Dataset excerpt
------------------------------

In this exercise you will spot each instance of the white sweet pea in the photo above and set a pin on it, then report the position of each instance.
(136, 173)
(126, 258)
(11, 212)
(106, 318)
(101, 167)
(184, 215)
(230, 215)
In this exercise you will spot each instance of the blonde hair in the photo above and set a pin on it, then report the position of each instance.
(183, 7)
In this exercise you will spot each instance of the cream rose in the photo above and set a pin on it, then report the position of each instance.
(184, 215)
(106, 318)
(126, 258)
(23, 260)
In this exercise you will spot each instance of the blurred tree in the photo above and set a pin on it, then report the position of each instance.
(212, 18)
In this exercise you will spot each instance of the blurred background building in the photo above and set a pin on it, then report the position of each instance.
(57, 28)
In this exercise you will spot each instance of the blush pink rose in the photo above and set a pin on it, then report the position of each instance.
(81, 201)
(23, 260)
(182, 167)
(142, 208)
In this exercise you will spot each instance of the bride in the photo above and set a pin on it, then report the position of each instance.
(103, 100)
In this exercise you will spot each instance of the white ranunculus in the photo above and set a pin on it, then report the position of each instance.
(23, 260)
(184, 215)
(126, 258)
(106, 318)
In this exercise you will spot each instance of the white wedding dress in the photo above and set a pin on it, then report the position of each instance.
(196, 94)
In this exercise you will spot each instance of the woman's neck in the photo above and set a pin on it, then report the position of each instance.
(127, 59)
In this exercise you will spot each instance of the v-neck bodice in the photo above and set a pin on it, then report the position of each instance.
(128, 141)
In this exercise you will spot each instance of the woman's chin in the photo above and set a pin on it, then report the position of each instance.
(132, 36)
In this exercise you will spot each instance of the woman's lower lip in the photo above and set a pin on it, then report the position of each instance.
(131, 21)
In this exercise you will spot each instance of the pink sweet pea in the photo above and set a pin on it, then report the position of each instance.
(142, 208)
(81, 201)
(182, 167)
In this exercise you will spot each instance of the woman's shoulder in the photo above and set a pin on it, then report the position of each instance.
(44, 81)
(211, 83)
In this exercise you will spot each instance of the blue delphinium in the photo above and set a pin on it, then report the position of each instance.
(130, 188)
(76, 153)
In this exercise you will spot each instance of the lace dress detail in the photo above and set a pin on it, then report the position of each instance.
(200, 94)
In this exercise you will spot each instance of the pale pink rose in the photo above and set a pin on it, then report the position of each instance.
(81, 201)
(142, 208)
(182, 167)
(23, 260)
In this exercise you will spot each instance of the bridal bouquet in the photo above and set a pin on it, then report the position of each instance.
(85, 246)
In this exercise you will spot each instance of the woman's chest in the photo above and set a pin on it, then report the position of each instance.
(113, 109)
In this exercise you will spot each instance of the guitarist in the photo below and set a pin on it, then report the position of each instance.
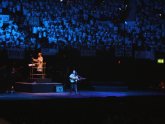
(73, 77)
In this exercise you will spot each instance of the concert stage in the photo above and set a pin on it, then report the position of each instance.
(87, 106)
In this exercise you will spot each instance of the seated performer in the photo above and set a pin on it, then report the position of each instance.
(39, 62)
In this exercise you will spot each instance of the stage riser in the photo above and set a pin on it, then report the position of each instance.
(39, 88)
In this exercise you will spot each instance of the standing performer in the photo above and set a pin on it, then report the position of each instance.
(73, 80)
(39, 62)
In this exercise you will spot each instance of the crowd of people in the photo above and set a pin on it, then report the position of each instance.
(82, 23)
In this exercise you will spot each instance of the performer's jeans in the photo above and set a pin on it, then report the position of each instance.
(74, 87)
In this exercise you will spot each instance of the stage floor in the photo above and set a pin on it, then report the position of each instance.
(80, 95)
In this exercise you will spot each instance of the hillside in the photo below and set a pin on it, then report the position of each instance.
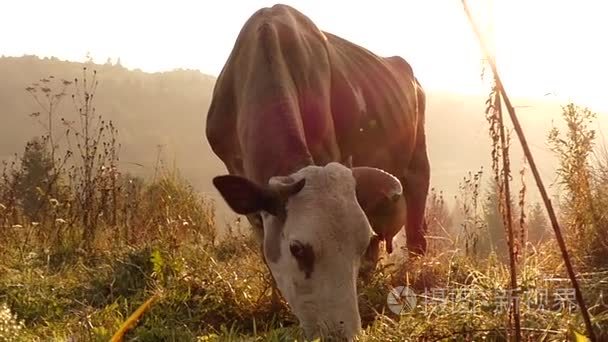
(166, 111)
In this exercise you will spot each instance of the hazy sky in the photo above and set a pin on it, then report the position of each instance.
(542, 46)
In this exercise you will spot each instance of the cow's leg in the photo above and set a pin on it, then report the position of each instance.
(416, 189)
(416, 183)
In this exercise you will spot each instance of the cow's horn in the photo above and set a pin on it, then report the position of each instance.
(285, 186)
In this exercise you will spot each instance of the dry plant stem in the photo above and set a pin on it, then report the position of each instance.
(507, 198)
(539, 182)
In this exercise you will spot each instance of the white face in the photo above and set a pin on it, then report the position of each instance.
(315, 235)
(314, 250)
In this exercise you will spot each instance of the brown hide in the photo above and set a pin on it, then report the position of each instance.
(291, 95)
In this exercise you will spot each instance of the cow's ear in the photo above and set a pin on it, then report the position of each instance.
(348, 162)
(245, 197)
(376, 189)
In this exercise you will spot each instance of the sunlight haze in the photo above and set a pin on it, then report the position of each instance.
(544, 48)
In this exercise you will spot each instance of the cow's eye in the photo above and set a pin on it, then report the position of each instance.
(297, 249)
(304, 255)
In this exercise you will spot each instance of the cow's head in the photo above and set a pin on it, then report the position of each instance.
(315, 234)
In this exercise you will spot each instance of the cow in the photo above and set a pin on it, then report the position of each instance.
(325, 150)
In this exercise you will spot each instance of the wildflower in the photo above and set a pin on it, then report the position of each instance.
(10, 327)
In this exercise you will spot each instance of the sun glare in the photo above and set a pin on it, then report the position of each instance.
(542, 47)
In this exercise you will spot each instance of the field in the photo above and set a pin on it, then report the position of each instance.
(84, 245)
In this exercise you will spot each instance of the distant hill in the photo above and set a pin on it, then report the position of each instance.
(169, 108)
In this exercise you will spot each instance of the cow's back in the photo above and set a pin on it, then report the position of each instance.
(291, 95)
(374, 106)
(270, 113)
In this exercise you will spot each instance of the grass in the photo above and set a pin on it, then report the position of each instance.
(206, 294)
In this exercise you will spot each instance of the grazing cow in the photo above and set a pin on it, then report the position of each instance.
(325, 148)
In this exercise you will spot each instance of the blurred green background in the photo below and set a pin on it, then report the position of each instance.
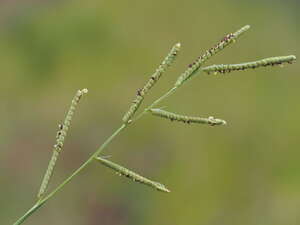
(245, 173)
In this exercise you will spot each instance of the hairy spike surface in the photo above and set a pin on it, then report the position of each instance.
(187, 119)
(151, 82)
(60, 137)
(194, 67)
(227, 68)
(132, 175)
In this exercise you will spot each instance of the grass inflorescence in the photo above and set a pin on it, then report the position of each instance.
(129, 118)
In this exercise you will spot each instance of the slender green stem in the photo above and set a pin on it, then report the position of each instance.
(170, 92)
(40, 202)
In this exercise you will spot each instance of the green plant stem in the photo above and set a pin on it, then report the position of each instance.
(42, 201)
(170, 92)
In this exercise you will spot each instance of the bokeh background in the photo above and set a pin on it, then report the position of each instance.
(245, 173)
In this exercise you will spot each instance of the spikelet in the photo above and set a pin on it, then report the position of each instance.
(187, 119)
(132, 175)
(151, 82)
(60, 137)
(194, 67)
(227, 68)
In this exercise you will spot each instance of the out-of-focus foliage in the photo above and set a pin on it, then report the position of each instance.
(245, 173)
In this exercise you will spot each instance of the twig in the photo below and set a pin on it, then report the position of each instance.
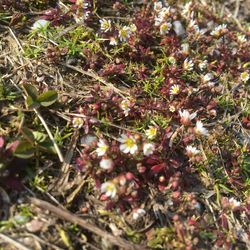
(13, 242)
(60, 156)
(237, 7)
(97, 78)
(64, 214)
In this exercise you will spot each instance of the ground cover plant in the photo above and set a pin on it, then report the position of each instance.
(124, 124)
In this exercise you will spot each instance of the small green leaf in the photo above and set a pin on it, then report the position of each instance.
(47, 146)
(30, 90)
(27, 133)
(39, 137)
(24, 150)
(48, 98)
(31, 103)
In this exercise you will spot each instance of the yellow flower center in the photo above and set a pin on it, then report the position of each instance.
(130, 143)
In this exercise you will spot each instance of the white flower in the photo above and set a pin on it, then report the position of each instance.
(185, 48)
(138, 213)
(192, 151)
(133, 27)
(77, 122)
(208, 78)
(219, 30)
(187, 9)
(186, 117)
(164, 13)
(102, 148)
(128, 144)
(234, 203)
(188, 64)
(39, 24)
(106, 163)
(203, 65)
(151, 132)
(157, 6)
(148, 149)
(113, 41)
(244, 76)
(109, 188)
(165, 27)
(105, 25)
(172, 60)
(83, 3)
(199, 129)
(241, 38)
(88, 139)
(175, 90)
(125, 106)
(124, 33)
(172, 108)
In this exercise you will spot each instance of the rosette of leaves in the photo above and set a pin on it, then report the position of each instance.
(32, 143)
(35, 100)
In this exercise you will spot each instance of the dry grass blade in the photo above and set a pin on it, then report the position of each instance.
(13, 242)
(63, 214)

------------------------------

» Exercise requirements
Transcribe exactly the line containing "In this exercise you will spot each instance of the yellow" and all remaining lines of the material, ending with the last one.

» Task answer
In this exercise you will spot each instance of the yellow flower center in the photo above and set a pin on it, then report the position of each instance.
(130, 143)
In this exercise you will spot each instance of the white flower in the photo above and set a pin on it, then report the position of each instance.
(185, 48)
(138, 213)
(192, 151)
(133, 27)
(77, 122)
(208, 78)
(219, 30)
(187, 9)
(186, 117)
(164, 13)
(102, 148)
(128, 144)
(234, 203)
(188, 64)
(39, 24)
(106, 163)
(203, 65)
(151, 132)
(157, 6)
(148, 149)
(113, 41)
(244, 76)
(109, 188)
(165, 27)
(105, 25)
(172, 60)
(83, 3)
(199, 129)
(241, 38)
(88, 139)
(175, 90)
(125, 106)
(124, 33)
(172, 108)
In this exercise you will spot each instance of the rosette of leaves in the photo above and set a pin on it, then report the position of each instance.
(32, 143)
(35, 100)
In this exercise you will spot each instance of the dry grass blade in the photo above and set a pin on it, then report the position of each instance.
(13, 242)
(63, 214)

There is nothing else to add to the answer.